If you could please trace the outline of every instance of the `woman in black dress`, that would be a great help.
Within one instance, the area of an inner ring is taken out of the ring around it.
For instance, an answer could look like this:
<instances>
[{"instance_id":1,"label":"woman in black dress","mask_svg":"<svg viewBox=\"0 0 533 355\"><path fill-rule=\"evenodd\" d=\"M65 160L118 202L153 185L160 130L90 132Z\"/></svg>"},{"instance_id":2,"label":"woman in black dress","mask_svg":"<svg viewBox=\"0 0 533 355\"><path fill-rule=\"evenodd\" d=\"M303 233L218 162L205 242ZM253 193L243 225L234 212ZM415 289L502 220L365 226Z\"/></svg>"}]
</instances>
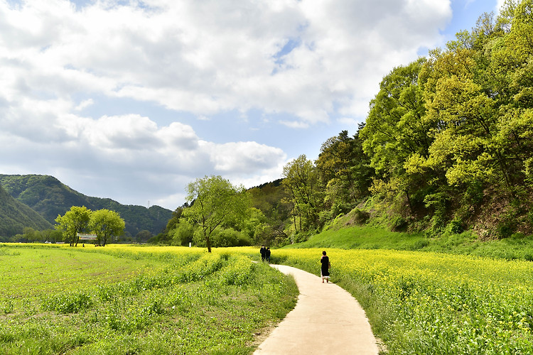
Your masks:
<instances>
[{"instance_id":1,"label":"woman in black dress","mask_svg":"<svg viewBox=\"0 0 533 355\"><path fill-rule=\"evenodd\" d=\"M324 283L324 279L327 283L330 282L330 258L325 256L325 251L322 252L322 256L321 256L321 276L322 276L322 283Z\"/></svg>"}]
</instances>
----
> Set problem:
Print the material above word for word, leaving out the picture.

> Reply to the task:
If you could please trace the outline of every instance of the `woman in black dress`, that would be a great help.
Within one instance, the area of an inner ring is taken out of the ring around it.
For instance, an answer could look like this:
<instances>
[{"instance_id":1,"label":"woman in black dress","mask_svg":"<svg viewBox=\"0 0 533 355\"><path fill-rule=\"evenodd\" d=\"M65 160L118 202L153 185L160 130L90 132Z\"/></svg>"},{"instance_id":2,"label":"woman in black dress","mask_svg":"<svg viewBox=\"0 0 533 355\"><path fill-rule=\"evenodd\" d=\"M303 233L218 162L205 242ZM253 193L243 225L234 212ZM415 289L502 220L365 226Z\"/></svg>"}]
</instances>
Your masks:
<instances>
[{"instance_id":1,"label":"woman in black dress","mask_svg":"<svg viewBox=\"0 0 533 355\"><path fill-rule=\"evenodd\" d=\"M324 283L324 279L327 283L330 282L330 258L325 256L325 251L322 252L322 256L321 256L321 276L322 276L322 283Z\"/></svg>"}]
</instances>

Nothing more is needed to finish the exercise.